| EXERCISE REQUIREMENTS |
1 - In the post about True Blood, which two of the show's iconic elements does Michelle Goldberg draw on for her argument?
2 - Transcribe the True Blood post between "Am I missing" and "the Irish economy.", inclusive.

| SUPPLIED PASSAGE |
»»
Am I missing something in Bon Temps?

Thank bejeezus Michelle Goldberg was not living in 1729 Ireland. If she had been, she'd likely have taken a gander at A Modest Proposal and stoned Jonathan Swift for suggesting such a cannibalistic answer to the Irish economy.

If you're not familiar with Swift's dope piece, which suggested impoverished parents sell their kids as party snacks for the rich, you should be. If you do know it, you're familiar with a concept that Goldberg evidently is not: satire.

In this piece, she vehemently suggests that the nefariously delightful HBO vamp dramedy True Blood is nothing more than a thinly veiled "antigay worldview." Instead of the obvious, hilarious satire, she sees strong antigay sentiments stemming from the neighborhood vamps, and the jokes on her.

She draws on some of the show's iconic elements (the "coming out of the coffin" tag line, the "God Hates Fangs" sign in the credits) to fuel her argument, yet she overlooks a no-brainer: the gay characters on the show.
««
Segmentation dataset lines
»»
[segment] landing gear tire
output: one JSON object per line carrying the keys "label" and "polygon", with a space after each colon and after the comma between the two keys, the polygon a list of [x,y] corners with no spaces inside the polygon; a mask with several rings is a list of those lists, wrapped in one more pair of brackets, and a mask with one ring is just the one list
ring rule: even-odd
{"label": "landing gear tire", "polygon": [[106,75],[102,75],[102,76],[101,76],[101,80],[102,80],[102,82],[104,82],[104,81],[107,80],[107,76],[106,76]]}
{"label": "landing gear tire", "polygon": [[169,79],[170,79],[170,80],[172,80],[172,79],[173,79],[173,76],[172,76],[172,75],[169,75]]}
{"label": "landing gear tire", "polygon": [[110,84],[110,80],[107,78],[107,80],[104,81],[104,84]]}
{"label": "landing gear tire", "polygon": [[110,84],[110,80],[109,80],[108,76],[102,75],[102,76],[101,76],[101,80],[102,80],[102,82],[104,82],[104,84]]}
««
| SOLUTIONS BY TASK |
1 - The "coming out of the coffin" tag line and the "God Hates Fangs" sign in the credits.

2 -
Am I missing something in Bon Temps?

Thank bejeezus Michelle Goldberg was not living in 1729 Ireland. If she had been, she'd likely have taken a gander at A Modest Proposal and stoned Jonathan Swift for suggesting such a cannibalistic answer to the Irish economy.